→ **EXERCISE 1**
List each distinct bracketed citation number in the training-details passage, in the order each first appears.
→ **EXERCISE 2**
Quote the stretch of the training-details passage from "For visual token" through "three rounds respectively).".
→ **EXERCISE 3**
According to the training-details passage, what batch size was used?

→ **QUOTED TEXT**

******

For visual token features, we used the same bottom-up features from [3], which are extracted by a Faster R-CNN [33] pre-trained on VG [39]. For multimodal BERTs, we used the 12-layer base ViLBERT model [23] and used the checkpoint pre-trained on the Conceptual Captions [39] for initialization. All three modules are trained separately with a XE loss. The batch size was set to 64. We trained these modules with Adam optimizer for 20 epochs, and the initial learning rate was set to 2e-6. We used a linear decay learning rate schedule with warm up to train these modules. Besides, we expanded the editing instances based on the iterative editing process to train Tagger ${}_{\text{add}}$ and Inserter (e.g., an editing instance which needs a three-round editing will be expanded into three training samples corresponding to three rounds respectively).

Appendix 0.E Details of these Compared Baselines

In this section, we describe the detailed architectures of the compared state-of-the-art baselines.

******

Location labeling records
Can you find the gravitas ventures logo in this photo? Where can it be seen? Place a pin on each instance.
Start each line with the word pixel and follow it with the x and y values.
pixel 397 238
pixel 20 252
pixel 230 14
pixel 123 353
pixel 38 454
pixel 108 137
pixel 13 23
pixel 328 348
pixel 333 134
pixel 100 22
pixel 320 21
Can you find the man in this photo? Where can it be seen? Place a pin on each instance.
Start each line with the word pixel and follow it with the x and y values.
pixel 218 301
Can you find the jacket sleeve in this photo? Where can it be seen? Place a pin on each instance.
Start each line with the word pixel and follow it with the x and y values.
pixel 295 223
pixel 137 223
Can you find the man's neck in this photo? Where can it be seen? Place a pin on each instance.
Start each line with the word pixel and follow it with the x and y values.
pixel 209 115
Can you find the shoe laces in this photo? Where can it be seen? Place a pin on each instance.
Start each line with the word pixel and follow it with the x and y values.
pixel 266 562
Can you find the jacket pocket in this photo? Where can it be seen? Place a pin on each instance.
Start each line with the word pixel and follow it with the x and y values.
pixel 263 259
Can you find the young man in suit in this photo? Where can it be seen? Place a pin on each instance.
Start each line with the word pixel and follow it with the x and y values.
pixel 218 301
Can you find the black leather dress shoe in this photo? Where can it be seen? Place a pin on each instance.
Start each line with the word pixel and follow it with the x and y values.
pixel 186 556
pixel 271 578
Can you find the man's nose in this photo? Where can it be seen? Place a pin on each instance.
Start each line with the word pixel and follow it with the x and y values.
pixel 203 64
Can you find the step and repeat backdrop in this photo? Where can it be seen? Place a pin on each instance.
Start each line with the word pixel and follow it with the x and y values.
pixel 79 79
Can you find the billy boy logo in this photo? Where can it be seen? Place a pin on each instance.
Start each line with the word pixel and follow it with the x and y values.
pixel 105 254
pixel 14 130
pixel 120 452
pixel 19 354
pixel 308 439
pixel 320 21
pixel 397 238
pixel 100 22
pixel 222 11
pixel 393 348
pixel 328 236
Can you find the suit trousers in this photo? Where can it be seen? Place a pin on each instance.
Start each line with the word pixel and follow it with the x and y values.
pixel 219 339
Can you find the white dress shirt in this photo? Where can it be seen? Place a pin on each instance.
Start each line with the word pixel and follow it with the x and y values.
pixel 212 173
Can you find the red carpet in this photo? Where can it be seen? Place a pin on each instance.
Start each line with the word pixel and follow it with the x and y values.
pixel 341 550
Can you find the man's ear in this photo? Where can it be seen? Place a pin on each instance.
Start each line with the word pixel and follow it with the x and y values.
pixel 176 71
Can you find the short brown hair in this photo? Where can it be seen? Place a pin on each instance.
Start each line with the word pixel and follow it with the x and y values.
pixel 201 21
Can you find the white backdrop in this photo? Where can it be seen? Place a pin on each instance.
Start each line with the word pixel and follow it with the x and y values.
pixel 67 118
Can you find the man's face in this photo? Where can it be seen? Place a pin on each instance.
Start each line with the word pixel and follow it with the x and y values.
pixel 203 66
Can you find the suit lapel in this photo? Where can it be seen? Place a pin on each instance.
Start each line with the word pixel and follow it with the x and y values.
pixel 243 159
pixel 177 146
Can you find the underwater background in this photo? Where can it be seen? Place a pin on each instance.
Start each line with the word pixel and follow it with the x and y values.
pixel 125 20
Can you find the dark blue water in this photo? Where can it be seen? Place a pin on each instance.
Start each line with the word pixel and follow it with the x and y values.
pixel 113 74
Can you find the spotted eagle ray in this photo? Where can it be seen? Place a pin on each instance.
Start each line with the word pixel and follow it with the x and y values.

******

→ **REPLY 1**
[3], [33], [39], [23]

→ **REPLY 2**
For visual token features, we used the same bottom-up features from [3], which are extracted by a Faster R-CNN [33] pre-trained on VG [39]. For multimodal BERTs, we used the 12-layer base ViLBERT model [23] and used the checkpoint pre-trained on the Conceptual Captions [39] for initialization. All three modules are trained separately with a XE loss. The batch size was set to 64. We trained these modules with Adam optimizer for 20 epochs, and the initial learning rate was set to 2e-6. We used a linear decay learning rate schedule with warm up to train these modules. Besides, we expanded the editing instances based on the iterative editing process to train Tagger ${}_{\text{add}}$ and Inserter (e.g., an editing instance which needs a three-round editing will be expanded into three training samples corresponding to three rounds respectively).

→ **REPLY 3**
64